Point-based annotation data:
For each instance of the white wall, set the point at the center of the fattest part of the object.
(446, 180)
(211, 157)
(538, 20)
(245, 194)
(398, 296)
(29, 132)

## [SHORT EXERCISE]
Rewrite the material above, replacing "fattest part" with "widest part" and keeping everything else the same.

## [CORRECT RESULT]
For each instance of the white wall, set the point at the center of the widest part of the object.
(446, 180)
(211, 157)
(538, 20)
(245, 194)
(398, 296)
(29, 132)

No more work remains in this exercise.